▶ **Exercise brief**: Repeat exactly what runs from the line with "Exercise. Point to the dry reed" through the last line of the material, and keep the pictures out of it.
[Start of section]
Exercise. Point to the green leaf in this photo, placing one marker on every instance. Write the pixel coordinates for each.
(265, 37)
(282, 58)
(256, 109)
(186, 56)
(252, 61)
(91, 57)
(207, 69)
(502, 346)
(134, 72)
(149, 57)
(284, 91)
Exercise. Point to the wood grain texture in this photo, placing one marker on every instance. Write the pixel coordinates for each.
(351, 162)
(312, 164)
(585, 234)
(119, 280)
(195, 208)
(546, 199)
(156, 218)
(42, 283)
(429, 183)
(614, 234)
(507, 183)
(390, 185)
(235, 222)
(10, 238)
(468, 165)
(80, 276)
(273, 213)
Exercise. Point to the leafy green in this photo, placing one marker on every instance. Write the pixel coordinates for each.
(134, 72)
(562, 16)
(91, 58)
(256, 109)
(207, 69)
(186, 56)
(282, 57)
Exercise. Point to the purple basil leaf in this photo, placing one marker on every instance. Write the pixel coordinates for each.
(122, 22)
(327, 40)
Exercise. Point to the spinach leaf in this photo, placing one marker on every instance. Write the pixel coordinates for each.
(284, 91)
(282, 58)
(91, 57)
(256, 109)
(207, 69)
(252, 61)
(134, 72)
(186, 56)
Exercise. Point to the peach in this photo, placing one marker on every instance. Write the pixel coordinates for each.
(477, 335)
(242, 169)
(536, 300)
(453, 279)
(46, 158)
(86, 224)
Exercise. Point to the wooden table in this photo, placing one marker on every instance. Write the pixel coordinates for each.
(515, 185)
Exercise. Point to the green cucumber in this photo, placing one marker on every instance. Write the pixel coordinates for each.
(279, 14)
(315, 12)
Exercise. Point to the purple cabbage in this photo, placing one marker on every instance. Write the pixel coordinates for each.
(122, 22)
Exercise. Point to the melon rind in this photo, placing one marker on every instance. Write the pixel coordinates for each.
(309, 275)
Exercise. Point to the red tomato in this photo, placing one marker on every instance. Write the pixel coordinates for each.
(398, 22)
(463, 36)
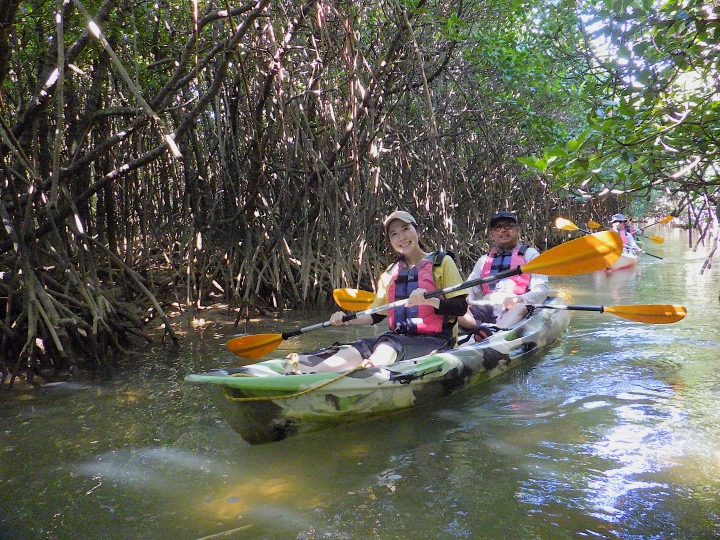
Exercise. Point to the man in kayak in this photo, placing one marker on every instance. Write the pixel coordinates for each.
(501, 304)
(619, 223)
(422, 325)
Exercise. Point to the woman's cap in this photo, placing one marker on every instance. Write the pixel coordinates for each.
(503, 216)
(403, 216)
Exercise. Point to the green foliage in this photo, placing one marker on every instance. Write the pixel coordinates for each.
(651, 100)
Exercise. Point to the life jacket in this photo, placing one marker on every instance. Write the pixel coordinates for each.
(499, 261)
(416, 319)
(624, 235)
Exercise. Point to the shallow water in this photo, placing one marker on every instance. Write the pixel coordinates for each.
(614, 433)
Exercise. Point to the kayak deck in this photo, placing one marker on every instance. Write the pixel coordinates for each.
(264, 404)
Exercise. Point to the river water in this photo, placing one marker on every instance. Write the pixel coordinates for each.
(614, 433)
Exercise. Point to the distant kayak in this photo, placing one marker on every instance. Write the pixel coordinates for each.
(264, 403)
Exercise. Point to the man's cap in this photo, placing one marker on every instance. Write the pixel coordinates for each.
(503, 216)
(402, 215)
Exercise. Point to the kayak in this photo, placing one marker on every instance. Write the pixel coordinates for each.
(628, 259)
(267, 402)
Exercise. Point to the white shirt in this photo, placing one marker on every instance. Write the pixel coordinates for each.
(505, 287)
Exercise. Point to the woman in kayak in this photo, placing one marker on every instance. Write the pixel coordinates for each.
(422, 325)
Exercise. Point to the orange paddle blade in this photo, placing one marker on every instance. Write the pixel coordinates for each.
(650, 313)
(254, 346)
(580, 256)
(565, 225)
(353, 299)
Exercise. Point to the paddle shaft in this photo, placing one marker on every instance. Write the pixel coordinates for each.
(600, 309)
(430, 294)
(651, 255)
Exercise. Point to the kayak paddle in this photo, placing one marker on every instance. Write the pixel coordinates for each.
(647, 313)
(666, 219)
(579, 256)
(567, 225)
(353, 299)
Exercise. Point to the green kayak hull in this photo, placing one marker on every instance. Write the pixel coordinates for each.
(264, 404)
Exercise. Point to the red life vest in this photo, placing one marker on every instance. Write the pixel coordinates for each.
(416, 319)
(500, 261)
(623, 234)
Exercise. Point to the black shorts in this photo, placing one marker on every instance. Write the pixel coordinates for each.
(407, 346)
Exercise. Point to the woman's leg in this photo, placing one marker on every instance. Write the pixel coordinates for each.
(344, 359)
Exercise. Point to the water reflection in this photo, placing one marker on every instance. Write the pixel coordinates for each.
(615, 433)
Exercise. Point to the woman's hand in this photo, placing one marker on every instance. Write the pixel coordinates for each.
(512, 301)
(336, 319)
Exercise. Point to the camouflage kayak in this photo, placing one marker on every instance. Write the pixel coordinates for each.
(628, 259)
(264, 404)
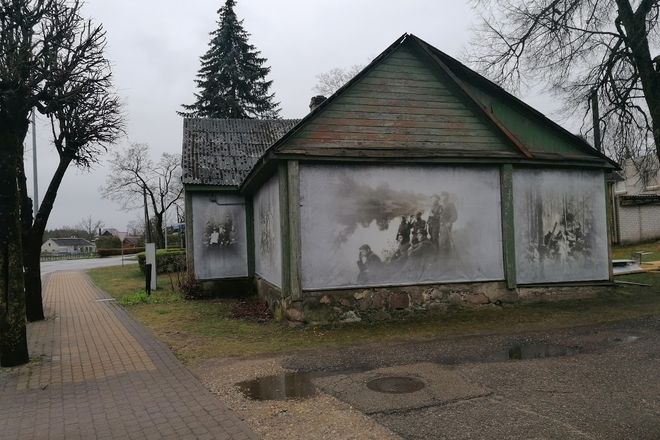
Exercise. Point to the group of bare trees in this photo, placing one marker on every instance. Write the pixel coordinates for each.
(51, 61)
(579, 50)
(135, 181)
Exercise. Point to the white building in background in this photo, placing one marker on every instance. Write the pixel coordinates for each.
(636, 202)
(71, 245)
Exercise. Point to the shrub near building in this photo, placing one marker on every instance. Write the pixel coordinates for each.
(167, 260)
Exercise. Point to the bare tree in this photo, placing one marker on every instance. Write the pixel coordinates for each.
(577, 49)
(136, 227)
(135, 182)
(329, 82)
(91, 227)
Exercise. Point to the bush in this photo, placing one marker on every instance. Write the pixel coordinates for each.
(109, 252)
(167, 260)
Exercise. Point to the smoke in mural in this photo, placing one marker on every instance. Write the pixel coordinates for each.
(560, 226)
(268, 248)
(220, 245)
(399, 225)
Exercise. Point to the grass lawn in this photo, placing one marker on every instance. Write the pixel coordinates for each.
(201, 329)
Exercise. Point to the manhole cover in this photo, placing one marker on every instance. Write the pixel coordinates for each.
(395, 385)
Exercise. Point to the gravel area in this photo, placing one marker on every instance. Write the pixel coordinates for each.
(610, 390)
(319, 417)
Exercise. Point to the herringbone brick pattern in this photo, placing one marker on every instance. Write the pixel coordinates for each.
(104, 376)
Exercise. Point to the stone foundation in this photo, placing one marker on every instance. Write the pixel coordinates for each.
(377, 304)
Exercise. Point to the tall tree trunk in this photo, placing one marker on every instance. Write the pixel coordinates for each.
(32, 251)
(34, 309)
(13, 329)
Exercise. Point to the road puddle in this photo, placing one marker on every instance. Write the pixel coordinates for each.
(297, 385)
(534, 351)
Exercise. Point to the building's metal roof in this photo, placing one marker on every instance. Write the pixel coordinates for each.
(223, 151)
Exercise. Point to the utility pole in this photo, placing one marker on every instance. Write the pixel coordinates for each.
(596, 121)
(147, 226)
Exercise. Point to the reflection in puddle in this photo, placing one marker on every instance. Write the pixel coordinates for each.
(534, 351)
(280, 387)
(626, 339)
(286, 386)
(519, 352)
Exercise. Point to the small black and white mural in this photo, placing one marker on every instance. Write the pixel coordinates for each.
(398, 225)
(220, 241)
(268, 247)
(560, 224)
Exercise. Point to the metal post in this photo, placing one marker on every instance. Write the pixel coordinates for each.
(596, 121)
(147, 271)
(34, 161)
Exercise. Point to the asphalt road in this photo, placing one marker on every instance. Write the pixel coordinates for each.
(84, 264)
(592, 382)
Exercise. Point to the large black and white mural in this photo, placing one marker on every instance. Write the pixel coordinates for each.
(560, 224)
(267, 241)
(220, 239)
(399, 225)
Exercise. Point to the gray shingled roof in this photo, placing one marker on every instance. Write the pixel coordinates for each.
(223, 151)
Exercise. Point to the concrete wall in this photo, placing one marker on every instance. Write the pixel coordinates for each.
(638, 223)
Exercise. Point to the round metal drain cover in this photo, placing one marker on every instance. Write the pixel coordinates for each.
(395, 385)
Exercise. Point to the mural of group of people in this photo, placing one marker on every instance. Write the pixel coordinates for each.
(407, 224)
(221, 232)
(419, 242)
(220, 239)
(561, 233)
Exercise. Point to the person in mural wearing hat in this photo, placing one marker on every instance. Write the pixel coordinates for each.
(370, 265)
(404, 230)
(421, 257)
(418, 224)
(400, 255)
(434, 219)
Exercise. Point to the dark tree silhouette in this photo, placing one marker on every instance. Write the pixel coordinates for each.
(232, 77)
(578, 49)
(51, 60)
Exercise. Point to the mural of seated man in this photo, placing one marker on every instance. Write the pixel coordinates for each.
(370, 265)
(400, 255)
(421, 258)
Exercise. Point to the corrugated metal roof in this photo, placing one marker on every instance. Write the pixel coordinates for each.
(223, 151)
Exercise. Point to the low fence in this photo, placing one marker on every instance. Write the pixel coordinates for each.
(71, 256)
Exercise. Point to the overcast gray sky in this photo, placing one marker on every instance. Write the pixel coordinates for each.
(155, 47)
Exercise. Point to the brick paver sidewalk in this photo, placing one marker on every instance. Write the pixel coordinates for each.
(104, 376)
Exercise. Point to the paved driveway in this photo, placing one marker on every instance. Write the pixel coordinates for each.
(102, 375)
(84, 264)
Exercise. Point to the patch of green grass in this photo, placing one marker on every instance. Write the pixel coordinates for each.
(200, 329)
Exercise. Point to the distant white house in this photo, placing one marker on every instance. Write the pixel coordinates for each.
(636, 201)
(71, 245)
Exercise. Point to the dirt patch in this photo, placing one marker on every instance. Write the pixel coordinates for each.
(318, 417)
(252, 310)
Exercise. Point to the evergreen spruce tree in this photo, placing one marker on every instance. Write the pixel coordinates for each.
(232, 76)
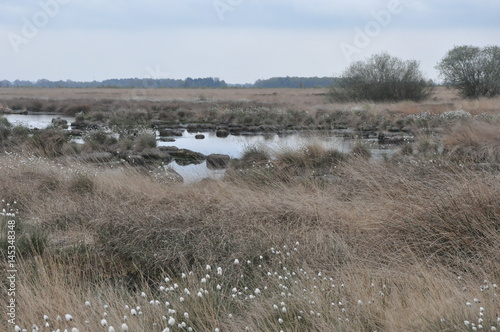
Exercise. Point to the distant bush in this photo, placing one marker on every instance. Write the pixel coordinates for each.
(382, 78)
(473, 71)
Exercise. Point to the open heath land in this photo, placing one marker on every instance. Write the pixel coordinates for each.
(308, 99)
(306, 240)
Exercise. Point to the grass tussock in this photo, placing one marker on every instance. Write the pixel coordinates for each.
(473, 142)
(385, 246)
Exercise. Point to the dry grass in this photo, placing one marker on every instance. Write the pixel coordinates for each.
(476, 142)
(310, 100)
(411, 240)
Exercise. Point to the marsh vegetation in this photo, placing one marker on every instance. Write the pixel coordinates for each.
(312, 239)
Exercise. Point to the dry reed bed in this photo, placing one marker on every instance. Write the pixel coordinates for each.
(411, 241)
(311, 100)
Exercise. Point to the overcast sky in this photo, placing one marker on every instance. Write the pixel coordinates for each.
(239, 41)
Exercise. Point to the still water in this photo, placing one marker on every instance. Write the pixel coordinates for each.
(233, 145)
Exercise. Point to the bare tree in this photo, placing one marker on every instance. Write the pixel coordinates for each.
(382, 78)
(473, 71)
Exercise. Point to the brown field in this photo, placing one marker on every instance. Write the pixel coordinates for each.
(442, 100)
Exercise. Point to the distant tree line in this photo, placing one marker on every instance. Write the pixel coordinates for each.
(296, 82)
(150, 83)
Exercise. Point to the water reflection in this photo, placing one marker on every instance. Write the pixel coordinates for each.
(235, 146)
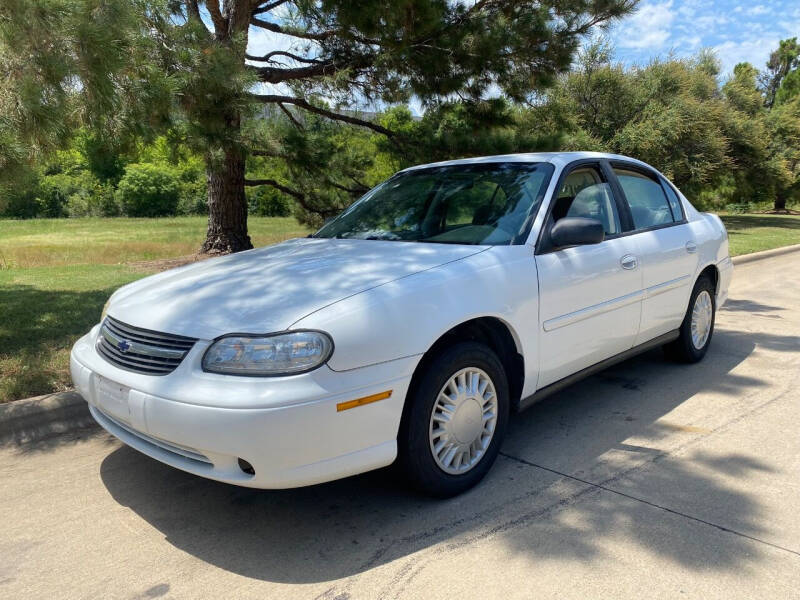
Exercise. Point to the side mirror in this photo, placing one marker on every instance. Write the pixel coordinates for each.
(576, 231)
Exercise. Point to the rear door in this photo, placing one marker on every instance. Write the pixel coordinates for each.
(589, 296)
(665, 245)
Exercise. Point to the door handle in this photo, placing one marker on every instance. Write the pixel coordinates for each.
(629, 262)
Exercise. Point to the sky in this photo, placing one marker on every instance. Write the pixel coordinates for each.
(736, 30)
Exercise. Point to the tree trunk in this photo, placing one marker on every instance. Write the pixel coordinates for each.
(227, 204)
[End of section]
▶ **Response to this task**:
Exercise. Point to the dry reed bed in this photo, placing one marker on every instance. Write the pixel coordinates for each.
(411, 241)
(311, 100)
Exercise. Point to the overcast sky in this photo, placing one marker on every instance. Write the pixel coordinates for each.
(239, 41)
Exercise. Point to the still water in this photo, placing one marker on every instance. Write the pixel coordinates for each.
(233, 145)
Exercise. Point to the bare tree in this photo, placing one marker on every instance. Write the pixel coordinates for each.
(382, 78)
(473, 71)
Exercise. Point to the brown field in this photo, placing one marker on every instance. Write the pixel coordinates for each.
(442, 100)
Exercise. Point to the distant tree line in this photo, placing one marker on every instance. Write the pixel coordinates for each.
(296, 82)
(150, 83)
Exercise. Point to the water reflection in this photo, placing one marker on every instance. Write the pixel coordinates for each.
(235, 146)
Exercise. Point to the side mirror in this photo, placing one marker on every instance. Write the pixel coordinates for each.
(576, 231)
Exercise. Point to the rear door in this photo, placing one marker on every instance. Write the pixel coordinates for each.
(589, 296)
(665, 245)
Exercise. Point to the door handle in this photo, placing one marker on every instance. Write the pixel coordinates for each.
(629, 262)
Exercise. Point to the sky in this photo, placing one marker on every instance. Write the pixel coordinates for each.
(736, 30)
Exercise. Point to the tree trunk in this photo, placing one marker on every instance. Write the pixel coordinates for each.
(227, 204)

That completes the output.